Charted Space Capital Warships are under gunned.

Robots are also limited to their programming. You can’t talk a robot through shutting down a fusion power plant that’s going critical you can at least attempt to with a living crew member.
That is only true of robots with Primitive Brains. Robots with even Basic brains have an INT stat. They may not be very good at interpreting instructions and have very little initiative, but they are just as capable as a sophont of following instructions even if they have no software covering that skill, see Basic(Labourer). In the worst case you can use Remote Operations with them. In dangerous environments they might be better than a sophont as they will not be distracted by (or might be immune to) the danger.

It seems that someone of INT 4 has a 21/36 (just under 60%) chance of getting into the Navy and 26/36 (over 70%) or greater chance of survival even in Engineering, if they were a Liney it would be over 80%. So a Basic brain robot might not even be the dumbest person on the ship (and smarter people might be too valuable to risk).

Once you get to Advanced brains they are just as capable of using skills they don't have (at the usual -3 for being untrained) and even learning new skills (RH p66). To be clear that is learning not merely having extra software packages installed (though that is certainly a possibility). The total skills they can have is limited but they can be talked through a process just as well as any sophont with the same INT level.

## The task
Repeat the passage on robot brains word for word between "Charted Space Capital" and "to) the danger.", inclusive. The data that follows comes from a separate source.

## Data excerpts

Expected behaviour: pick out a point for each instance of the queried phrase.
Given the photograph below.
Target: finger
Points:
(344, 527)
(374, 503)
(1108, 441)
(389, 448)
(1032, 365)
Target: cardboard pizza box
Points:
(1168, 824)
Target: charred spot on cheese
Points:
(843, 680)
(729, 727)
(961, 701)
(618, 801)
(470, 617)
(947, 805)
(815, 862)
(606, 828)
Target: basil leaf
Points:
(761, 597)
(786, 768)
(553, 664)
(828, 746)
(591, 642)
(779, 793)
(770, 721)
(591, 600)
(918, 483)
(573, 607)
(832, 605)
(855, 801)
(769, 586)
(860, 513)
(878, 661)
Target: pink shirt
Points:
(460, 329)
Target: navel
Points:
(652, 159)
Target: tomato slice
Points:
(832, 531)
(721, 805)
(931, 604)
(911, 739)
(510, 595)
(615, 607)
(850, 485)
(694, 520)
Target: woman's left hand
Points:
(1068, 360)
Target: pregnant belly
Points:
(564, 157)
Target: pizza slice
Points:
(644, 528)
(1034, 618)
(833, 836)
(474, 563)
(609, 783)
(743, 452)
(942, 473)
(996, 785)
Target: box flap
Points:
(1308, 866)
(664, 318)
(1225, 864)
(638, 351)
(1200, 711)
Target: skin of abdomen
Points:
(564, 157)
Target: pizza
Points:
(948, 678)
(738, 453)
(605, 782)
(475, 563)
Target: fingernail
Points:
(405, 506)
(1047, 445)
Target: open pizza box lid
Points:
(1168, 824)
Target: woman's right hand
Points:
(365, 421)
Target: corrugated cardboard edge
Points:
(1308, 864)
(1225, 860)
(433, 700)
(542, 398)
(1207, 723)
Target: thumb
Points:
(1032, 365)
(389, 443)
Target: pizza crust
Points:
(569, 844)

## Written response
Charted Space Capital Warships are under gunned.

Robots are also limited to their programming. You can’t talk a robot through shutting down a fusion power plant that’s going critical you can at least attempt to with a living crew member.
That is only true of robots with Primitive Brains. Robots with even Basic brains have an INT stat. They may not be very good at interpreting instructions and have very little initiative, but they are just as capable as a sophont of following instructions even if they have no software covering that skill, see Basic(Labourer). In the worst case you can use Remote Operations with them. In dangerous environments they might be better than a sophont as they will not be distracted by (or might be immune to) the danger.